(Your task):
Every line in the records below with the string "blue" is to be copied out.

(The input):
━━━

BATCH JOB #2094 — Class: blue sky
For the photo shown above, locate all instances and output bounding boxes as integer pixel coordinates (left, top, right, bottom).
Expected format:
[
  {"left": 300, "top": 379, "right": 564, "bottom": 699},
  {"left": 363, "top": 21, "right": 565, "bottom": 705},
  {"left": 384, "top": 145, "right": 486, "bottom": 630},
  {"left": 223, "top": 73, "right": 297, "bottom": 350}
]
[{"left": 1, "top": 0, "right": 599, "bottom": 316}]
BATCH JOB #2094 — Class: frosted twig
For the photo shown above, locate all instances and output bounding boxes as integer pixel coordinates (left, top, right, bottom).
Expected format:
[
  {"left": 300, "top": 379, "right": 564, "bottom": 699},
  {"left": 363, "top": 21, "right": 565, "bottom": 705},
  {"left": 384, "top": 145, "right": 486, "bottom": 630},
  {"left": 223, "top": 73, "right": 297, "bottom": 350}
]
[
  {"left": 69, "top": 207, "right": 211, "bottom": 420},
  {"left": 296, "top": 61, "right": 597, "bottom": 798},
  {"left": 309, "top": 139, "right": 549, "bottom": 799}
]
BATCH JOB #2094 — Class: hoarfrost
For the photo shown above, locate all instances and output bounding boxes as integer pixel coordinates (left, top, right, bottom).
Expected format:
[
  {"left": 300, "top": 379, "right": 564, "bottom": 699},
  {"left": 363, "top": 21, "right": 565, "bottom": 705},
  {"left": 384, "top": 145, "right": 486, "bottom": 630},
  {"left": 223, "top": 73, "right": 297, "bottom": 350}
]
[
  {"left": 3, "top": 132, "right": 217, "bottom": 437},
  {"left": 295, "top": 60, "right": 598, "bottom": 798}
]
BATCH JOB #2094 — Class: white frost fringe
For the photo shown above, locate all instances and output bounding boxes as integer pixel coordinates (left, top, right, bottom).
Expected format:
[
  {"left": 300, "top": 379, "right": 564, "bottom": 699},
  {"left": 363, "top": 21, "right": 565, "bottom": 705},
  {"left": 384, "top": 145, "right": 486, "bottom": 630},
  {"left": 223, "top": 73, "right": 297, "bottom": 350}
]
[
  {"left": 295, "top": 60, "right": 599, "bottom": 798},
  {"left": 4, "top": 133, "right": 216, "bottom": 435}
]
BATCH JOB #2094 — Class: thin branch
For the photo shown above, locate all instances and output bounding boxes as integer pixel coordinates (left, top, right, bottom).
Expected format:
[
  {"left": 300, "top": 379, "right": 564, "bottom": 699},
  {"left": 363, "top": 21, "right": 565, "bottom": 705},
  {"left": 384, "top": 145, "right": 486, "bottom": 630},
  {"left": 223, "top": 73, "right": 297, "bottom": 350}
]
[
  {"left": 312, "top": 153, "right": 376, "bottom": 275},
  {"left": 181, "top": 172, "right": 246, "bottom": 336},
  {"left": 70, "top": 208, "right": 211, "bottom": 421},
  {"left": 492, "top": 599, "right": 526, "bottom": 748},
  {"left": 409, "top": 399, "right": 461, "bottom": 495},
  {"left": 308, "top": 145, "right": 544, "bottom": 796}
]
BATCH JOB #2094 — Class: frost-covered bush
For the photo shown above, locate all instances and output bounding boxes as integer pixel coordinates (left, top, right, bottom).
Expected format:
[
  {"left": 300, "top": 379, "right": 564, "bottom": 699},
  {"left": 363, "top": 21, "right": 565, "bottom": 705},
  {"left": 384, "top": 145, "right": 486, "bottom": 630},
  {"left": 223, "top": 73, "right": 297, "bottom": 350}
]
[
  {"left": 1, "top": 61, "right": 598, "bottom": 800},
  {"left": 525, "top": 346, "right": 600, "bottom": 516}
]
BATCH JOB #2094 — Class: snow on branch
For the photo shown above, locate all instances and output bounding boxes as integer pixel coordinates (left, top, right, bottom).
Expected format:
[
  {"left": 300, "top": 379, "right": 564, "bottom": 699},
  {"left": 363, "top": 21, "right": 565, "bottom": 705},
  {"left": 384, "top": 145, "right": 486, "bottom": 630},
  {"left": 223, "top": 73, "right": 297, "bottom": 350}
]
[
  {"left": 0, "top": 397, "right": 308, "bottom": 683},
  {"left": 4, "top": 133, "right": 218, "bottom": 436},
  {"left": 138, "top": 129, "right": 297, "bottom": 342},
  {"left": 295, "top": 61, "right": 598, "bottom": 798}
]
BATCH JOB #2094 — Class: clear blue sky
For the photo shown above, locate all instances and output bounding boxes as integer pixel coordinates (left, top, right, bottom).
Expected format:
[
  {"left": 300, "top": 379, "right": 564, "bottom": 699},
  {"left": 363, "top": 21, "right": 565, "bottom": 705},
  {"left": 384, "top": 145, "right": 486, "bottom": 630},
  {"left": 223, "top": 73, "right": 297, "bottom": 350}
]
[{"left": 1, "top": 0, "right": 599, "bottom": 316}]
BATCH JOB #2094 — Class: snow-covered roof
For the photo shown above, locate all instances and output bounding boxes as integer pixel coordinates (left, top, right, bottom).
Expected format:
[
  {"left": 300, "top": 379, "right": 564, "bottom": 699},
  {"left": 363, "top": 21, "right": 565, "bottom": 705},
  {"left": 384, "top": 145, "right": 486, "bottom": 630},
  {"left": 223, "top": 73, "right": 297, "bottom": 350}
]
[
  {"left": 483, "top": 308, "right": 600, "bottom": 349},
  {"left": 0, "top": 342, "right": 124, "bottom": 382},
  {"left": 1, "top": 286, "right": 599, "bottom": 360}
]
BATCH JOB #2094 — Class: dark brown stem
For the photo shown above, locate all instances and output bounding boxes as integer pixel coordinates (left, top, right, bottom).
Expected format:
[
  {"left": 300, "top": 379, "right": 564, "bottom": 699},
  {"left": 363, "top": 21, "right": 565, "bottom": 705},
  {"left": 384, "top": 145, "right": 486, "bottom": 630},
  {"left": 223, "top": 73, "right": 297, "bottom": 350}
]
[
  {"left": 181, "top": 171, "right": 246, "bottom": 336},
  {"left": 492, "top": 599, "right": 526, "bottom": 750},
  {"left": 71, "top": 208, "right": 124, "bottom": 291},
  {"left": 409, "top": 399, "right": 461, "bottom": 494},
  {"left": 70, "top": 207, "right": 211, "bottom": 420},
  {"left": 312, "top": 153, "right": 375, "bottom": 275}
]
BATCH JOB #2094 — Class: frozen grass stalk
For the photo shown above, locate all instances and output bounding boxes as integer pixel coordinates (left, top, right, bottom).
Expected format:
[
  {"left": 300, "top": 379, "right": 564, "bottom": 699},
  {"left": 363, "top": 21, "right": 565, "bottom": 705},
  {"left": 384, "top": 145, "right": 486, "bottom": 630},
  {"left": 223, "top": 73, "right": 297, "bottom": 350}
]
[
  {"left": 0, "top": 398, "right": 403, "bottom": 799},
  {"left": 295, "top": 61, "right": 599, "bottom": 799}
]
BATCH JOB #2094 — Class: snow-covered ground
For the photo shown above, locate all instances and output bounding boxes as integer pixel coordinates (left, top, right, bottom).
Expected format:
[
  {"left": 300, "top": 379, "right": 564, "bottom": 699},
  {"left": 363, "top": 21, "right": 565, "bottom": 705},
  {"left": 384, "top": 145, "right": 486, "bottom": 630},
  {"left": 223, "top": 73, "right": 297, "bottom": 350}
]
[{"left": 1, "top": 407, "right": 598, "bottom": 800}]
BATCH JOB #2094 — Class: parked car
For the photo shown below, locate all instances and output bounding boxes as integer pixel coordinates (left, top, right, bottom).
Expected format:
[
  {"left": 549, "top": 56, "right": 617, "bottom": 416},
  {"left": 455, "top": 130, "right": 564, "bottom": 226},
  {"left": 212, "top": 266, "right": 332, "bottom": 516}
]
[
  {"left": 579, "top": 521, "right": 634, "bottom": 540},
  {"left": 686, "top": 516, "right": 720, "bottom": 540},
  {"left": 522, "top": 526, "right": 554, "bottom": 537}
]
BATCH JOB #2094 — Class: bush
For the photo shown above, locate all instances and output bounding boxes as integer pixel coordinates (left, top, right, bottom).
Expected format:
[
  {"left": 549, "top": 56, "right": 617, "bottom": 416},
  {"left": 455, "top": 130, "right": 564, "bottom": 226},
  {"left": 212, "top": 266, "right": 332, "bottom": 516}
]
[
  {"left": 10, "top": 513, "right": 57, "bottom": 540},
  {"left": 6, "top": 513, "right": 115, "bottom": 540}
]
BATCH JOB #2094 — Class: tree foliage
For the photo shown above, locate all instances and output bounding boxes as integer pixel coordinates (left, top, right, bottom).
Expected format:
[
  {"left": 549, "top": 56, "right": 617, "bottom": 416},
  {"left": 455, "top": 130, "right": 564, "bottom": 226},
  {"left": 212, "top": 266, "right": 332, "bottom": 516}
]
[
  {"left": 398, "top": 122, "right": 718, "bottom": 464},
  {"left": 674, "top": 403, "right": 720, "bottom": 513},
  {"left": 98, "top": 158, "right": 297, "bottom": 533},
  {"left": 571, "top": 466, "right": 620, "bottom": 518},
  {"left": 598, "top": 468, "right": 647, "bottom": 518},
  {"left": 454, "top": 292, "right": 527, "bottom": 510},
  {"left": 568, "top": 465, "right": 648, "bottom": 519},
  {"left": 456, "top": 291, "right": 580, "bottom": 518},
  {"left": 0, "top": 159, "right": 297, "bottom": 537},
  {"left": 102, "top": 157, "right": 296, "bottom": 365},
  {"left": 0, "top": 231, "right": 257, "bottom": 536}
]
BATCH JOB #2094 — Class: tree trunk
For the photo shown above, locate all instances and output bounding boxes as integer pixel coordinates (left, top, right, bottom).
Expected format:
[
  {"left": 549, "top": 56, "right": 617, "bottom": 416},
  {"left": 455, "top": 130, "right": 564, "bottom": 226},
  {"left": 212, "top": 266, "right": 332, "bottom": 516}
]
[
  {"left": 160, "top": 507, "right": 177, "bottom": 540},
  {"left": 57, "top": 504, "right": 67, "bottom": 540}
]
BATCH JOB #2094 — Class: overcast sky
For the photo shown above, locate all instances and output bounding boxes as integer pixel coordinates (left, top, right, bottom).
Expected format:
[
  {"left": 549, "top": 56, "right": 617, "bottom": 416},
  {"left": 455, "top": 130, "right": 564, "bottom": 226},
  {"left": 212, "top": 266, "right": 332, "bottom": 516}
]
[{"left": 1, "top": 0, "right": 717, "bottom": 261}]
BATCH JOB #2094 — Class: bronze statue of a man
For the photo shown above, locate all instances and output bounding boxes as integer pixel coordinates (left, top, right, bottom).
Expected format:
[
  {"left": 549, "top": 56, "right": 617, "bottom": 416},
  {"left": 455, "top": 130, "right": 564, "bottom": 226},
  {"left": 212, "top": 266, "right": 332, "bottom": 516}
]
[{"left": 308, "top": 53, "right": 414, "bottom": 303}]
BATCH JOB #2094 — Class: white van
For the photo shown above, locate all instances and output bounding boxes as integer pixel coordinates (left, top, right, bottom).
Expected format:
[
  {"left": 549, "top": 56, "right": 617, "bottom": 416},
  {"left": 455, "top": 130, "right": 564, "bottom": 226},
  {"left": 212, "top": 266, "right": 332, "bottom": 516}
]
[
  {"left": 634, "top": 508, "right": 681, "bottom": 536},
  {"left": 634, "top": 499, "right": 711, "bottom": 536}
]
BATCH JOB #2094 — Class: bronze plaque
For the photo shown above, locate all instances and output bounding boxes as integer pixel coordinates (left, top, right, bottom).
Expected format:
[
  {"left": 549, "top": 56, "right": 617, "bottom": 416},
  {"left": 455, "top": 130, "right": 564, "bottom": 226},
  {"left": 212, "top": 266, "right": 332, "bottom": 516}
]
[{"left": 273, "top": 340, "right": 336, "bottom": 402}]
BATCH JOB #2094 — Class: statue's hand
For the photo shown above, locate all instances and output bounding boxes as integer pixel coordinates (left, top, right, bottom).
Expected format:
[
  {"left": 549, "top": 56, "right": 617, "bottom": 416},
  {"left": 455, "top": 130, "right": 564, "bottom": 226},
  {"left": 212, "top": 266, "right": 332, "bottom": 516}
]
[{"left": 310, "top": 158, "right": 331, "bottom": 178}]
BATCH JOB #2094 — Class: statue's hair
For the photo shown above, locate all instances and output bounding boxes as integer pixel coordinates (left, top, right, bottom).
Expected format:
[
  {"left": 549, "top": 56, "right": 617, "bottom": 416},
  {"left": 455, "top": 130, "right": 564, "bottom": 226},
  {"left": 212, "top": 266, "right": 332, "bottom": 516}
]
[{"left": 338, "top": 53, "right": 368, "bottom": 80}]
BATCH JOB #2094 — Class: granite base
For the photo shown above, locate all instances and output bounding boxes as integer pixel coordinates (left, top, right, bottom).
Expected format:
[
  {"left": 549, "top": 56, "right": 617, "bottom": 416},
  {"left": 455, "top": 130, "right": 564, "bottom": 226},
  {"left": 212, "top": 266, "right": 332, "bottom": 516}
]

━━━

(Answer space):
BATCH JOB #2094 — Class: blue sky
BATCH JOB #2094 — Class: clear blue sky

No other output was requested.